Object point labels
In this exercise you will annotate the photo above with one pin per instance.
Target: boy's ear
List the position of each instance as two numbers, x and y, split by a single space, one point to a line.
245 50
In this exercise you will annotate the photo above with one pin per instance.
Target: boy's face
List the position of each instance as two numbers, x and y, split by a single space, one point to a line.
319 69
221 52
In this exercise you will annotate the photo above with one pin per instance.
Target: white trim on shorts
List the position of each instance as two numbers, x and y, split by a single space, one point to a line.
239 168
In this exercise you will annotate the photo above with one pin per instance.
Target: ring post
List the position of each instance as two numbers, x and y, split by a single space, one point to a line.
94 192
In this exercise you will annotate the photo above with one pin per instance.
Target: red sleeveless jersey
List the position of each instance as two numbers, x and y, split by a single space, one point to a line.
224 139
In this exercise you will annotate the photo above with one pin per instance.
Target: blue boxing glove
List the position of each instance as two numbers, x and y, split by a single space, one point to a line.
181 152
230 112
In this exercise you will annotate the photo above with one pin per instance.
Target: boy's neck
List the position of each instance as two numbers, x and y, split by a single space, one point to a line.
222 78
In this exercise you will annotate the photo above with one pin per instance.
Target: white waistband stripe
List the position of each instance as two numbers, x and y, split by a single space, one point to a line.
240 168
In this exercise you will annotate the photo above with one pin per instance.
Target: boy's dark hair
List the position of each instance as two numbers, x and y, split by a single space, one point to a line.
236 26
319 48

* **Directions**:
Output the data above exactly, please, line for line.

* **Correct answer**:
In this exercise you will annotate the photo above with one pin per instance.
Target: boy's ear
List the position of each instance as two numbers, x and y, split by a single space, one point to a line.
245 50
In this exercise you will annotate the photo above with one pin per instance.
Target: boy's face
List the position of each instance as two numbers, x and y, split by a single space, one point to a line.
319 69
221 52
In this exercise you will annotate the photo above with one pin per instance.
Target: white trim on shorts
List the position of each instance as two numbers, x and y, split by a single space, one point to a line.
239 168
In this exercise you will annotate the photo above with one pin per instance.
Target: ring post
List the position of each instance as two numbers, x and y, split by a single space, one point to a line.
94 192
In this exercise you will annotate the photo above with one pin per instance.
Target: red sleeveless jersey
List the position of each instance as two numbers, x and y, split by a single space, one point to a line.
224 139
In this exercise you will annotate the photo above with one pin per instance.
Target: blue boxing glove
List the position of each instance as two numbers, x and y, split by a single space, one point to a line.
181 152
230 112
In this exercise you will annotate the photo above with one pin per instance.
Target: boy's neck
List the position of each instance as two numbers, x and y, split by a single space, one point to a line.
222 78
In this exercise you will annotate the photo above with one pin per instance.
Target: white waistband stripe
List the position of each instance as two numbers, x and y, split by a single space, one point to a line.
240 168
In this exercise you will annotate the photo above with one pin per instance.
Target: boy's dark hair
List the position of each instance as two numbers, x and y, split by a single space, one point to a line.
236 26
319 48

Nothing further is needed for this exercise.